Answer these questions using the text on the transcription app:
1. Which two values does the code read from process.env?
2. What example value does the settings file give for ACS_API_REGION?
3. What does the text say runs the code as a hot-module-reload web server during development?

**Given text:**
◆ ◆ ◆ ◆ ◆ ◆ ◆

The client side code will call this URL to authenticate with ACS.
Notice that it uses two values from process.env
- this is your Azure key and service region.
To make this code work, you're going to have to edit the /api/local.settings.json
to look something like this:
{
"IsEncrypted": false,
"Values": {
"ABLY_API_KEY": "ably-api-key",
"ACS_API_KEY": "azure-api-key",
"ACS_API_REGION": "azure-service-region", // e.g. westeurope
"FUNCTIONS_WORKER_RUNTIME": "node"
},
"ConnectionStrings": {}
}
The app itself
index.html
- the transcription UIview.html
- a sharable UI to see transcription textindex.ts
- the entry pointstyle.css
- styles
There's also a /js
folder that contains:
AzureCognitiveSpeech.ts
- a wrapper around the ACS SDK to make it a little easier to use and take care of token exchangemicrosoft.cognitiveservices.speech.sdk.bundle.js
- The ACS SDK.
In development, we're using snowpack as a hot-module-reload web server to run our code.
To run the code, you'll need to run the following to install our dependencies
npm install
npm run start
Let's start by taking a look at the index.html
file.

◆ ◆ ◆ ◆ ◆ ◆ ◆

[Entries taken from a collection]
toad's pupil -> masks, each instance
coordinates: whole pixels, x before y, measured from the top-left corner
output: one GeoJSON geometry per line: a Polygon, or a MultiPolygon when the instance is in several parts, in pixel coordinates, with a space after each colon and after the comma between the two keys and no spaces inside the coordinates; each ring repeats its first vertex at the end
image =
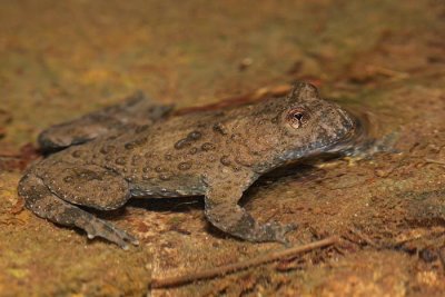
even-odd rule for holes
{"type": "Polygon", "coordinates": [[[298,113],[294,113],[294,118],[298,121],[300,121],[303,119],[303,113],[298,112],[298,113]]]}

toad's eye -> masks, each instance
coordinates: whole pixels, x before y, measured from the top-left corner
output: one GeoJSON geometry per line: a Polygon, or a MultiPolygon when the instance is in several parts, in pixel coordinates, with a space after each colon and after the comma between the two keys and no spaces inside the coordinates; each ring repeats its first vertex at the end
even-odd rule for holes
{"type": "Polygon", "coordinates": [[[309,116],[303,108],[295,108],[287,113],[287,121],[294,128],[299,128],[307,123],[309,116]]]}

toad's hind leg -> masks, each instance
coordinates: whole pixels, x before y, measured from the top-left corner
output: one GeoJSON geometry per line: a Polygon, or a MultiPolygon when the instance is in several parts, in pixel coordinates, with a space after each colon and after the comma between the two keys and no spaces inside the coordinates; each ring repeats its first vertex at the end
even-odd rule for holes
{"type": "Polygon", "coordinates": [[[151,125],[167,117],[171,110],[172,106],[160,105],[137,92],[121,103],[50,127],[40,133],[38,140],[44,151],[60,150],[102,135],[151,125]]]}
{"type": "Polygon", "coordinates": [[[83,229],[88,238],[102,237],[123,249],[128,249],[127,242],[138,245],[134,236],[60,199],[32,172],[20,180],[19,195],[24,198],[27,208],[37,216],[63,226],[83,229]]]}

◆ ◆ ◆ ◆ ◆ ◆ ◆

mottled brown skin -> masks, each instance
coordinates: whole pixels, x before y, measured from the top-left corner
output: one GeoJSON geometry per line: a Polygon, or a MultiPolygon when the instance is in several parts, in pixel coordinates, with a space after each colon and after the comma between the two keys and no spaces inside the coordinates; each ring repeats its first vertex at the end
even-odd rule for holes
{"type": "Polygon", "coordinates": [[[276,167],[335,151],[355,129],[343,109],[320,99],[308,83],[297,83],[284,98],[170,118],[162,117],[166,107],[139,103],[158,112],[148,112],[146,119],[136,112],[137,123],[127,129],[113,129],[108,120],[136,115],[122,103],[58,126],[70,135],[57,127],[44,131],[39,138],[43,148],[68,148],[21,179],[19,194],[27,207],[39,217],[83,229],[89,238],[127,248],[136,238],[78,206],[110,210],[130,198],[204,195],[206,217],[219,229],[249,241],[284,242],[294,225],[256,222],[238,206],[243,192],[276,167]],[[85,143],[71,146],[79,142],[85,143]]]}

◆ ◆ ◆ ◆ ◆ ◆ ◆

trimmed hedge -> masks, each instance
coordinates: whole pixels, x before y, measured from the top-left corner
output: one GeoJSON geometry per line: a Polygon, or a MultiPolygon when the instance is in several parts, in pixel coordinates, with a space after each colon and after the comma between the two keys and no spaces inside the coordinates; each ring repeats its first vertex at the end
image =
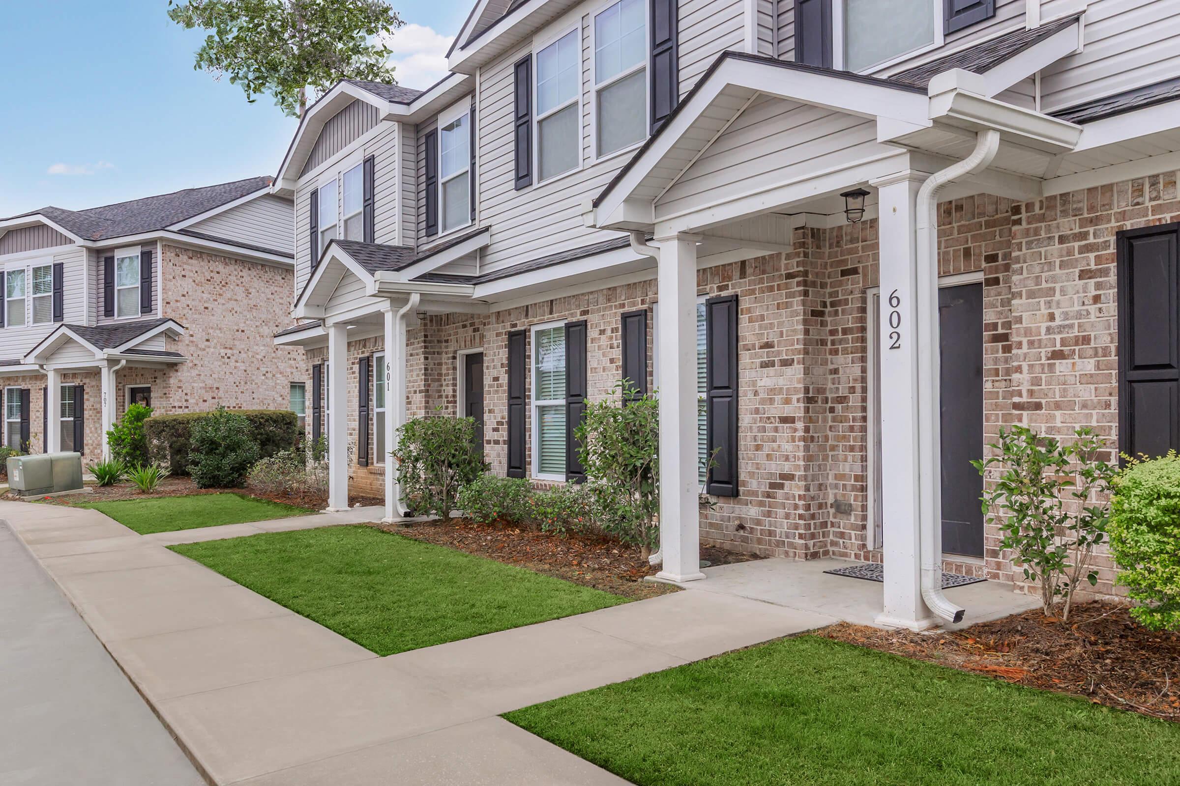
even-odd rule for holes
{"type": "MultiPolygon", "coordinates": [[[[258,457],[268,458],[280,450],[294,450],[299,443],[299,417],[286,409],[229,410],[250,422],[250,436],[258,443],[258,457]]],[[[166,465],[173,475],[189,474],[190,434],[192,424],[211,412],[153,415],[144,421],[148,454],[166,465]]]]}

◆ ◆ ◆ ◆ ◆ ◆ ◆

**Correct answer:**
1. The Azure key and the service region.
2. westeurope
3. snowpack